'''

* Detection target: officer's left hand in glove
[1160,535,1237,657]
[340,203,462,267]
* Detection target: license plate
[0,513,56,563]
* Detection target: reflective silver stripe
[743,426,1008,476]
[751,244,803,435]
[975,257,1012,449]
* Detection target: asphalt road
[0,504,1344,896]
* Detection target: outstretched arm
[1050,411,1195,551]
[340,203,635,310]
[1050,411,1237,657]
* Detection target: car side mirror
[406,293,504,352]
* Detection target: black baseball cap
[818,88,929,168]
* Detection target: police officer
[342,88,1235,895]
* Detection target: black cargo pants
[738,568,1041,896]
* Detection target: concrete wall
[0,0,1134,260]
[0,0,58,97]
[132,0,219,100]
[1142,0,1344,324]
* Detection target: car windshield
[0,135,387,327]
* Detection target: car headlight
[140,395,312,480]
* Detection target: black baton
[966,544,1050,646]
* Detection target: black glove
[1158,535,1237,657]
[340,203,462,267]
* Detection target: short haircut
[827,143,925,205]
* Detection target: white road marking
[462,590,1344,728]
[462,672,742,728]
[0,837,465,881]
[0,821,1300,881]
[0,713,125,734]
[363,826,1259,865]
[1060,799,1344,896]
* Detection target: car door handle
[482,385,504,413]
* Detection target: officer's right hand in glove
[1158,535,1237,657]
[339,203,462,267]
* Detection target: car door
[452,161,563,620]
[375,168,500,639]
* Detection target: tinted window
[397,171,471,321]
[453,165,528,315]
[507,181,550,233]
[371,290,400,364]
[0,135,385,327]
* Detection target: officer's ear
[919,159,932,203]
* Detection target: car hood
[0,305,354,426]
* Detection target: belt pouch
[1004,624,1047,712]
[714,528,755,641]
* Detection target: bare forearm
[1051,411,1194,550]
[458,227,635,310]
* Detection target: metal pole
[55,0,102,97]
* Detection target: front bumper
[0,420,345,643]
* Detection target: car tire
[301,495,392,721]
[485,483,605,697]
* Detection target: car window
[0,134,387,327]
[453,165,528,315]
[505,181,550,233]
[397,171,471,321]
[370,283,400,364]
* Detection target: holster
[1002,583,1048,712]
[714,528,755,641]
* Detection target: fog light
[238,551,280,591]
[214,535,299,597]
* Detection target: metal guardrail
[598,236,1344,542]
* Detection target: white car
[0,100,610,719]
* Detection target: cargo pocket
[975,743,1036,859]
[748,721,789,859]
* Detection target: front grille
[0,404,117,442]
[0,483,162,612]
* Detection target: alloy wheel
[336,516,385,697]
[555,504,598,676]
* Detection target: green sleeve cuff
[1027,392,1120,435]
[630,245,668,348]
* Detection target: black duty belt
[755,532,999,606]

'''

GIVEN REQUEST: Starting with the line containing "green sleeve cuff" and going on through the last line of the data above, recast those lines as a numbered list and leave out any blank lines.

RESULT FOR THIS EXERCISE:
1. * Detection target: green sleeve cuff
2. [1027,392,1120,435]
3. [630,245,668,348]
4. * Detection target: black duty belt
5. [755,532,999,606]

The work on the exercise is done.